## Exercise details
Copy the data from the line that contains "point_to MUST return one point per instance of the shoulder" to its last line, exactly, including both of those lines and leaving out everything before.

-------- Supplied records --------

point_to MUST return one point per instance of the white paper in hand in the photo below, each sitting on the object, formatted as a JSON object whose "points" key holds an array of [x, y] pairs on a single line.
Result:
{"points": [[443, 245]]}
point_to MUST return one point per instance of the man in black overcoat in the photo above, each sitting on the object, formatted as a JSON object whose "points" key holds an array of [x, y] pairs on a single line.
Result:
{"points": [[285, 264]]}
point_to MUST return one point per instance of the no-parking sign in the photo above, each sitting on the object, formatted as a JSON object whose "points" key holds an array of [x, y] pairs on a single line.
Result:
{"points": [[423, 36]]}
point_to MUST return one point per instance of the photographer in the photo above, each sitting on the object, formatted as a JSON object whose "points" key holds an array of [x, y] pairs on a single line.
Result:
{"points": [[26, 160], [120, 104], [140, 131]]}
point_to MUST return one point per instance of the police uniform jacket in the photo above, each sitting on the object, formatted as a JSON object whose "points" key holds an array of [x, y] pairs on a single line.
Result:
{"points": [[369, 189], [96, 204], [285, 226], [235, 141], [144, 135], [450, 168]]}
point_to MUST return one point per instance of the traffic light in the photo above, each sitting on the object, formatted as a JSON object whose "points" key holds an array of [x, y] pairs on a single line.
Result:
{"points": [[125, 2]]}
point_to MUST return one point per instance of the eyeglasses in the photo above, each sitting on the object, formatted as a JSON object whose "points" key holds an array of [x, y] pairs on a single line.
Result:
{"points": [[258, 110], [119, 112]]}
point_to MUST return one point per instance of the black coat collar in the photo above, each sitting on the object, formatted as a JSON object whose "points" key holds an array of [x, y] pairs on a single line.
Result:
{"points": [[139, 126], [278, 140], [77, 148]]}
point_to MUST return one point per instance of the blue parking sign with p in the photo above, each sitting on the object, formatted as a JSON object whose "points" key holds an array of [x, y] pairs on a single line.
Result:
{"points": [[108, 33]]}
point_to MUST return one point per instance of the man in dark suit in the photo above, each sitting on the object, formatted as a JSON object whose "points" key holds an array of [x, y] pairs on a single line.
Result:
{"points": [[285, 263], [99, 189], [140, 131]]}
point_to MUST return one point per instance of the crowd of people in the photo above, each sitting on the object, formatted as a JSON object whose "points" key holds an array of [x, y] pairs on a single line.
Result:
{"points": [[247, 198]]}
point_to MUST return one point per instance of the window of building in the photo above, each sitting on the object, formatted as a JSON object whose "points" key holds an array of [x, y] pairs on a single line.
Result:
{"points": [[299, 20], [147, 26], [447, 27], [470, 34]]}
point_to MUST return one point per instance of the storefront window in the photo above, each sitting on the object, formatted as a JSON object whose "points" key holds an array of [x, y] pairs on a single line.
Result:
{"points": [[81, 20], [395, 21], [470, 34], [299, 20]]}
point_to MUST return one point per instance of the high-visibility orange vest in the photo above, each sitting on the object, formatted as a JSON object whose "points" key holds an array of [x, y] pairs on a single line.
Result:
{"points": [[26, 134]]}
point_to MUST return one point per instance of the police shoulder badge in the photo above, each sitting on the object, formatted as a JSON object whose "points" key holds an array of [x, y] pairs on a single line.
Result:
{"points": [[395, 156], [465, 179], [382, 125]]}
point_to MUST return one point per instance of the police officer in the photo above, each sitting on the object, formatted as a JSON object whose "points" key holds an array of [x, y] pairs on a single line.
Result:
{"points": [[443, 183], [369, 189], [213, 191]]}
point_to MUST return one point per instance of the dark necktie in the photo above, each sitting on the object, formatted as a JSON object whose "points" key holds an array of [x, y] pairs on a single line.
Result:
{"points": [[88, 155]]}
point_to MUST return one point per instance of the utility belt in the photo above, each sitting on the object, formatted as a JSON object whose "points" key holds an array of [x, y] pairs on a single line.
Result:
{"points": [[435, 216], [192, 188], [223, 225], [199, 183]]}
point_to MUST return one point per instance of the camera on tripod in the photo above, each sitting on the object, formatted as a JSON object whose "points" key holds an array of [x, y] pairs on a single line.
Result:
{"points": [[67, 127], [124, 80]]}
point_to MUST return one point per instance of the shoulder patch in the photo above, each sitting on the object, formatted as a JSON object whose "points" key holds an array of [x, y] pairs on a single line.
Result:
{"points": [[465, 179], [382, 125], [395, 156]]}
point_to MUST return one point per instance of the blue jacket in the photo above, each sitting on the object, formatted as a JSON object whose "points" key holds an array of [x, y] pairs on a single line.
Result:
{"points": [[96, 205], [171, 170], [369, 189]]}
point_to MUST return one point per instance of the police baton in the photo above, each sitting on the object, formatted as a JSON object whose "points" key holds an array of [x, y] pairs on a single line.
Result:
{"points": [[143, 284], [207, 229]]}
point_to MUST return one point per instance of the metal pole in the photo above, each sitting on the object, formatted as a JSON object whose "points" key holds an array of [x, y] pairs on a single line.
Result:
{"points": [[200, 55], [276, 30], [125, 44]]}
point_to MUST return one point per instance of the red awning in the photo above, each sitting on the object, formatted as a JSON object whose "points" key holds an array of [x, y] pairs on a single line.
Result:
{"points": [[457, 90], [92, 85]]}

--------

## Reply to the exercise
point_to MUST return one point per instance of the shoulder patch in the photo above, each sitting on the object, formatted as a JSON object whose "points" key holds an array of [x, y] pairs on a single line.
Result:
{"points": [[465, 179], [382, 125], [395, 156]]}
point_to MUST return one point per instance of the blue jacket in the photo above, each sitting on the object, formatted as a JSON object whose "points" key holds an array of [x, y] pairs on a single line.
Result:
{"points": [[96, 205], [171, 170], [369, 189]]}
point_to MUST return one point per instance of the police baton in the photo above, each sitting on the object, formatted as a JSON object whose "points" key holds an array of [x, y] pairs on a single line.
Result:
{"points": [[143, 284], [207, 229]]}
point_to MUST return one point per instance of the metal pole in the photo above, each sitting on the object, formatted as a JSON object whose "points" key holds an array of [x, y] pairs on a single line.
Result:
{"points": [[200, 55], [276, 30], [125, 44]]}
point_to MUST return one point per instance of the red awning in the photo above, each sitting on the object, formatted as a JSON object whose "points" key holds an array of [x, y] pairs on a single line.
Result:
{"points": [[457, 90], [92, 85]]}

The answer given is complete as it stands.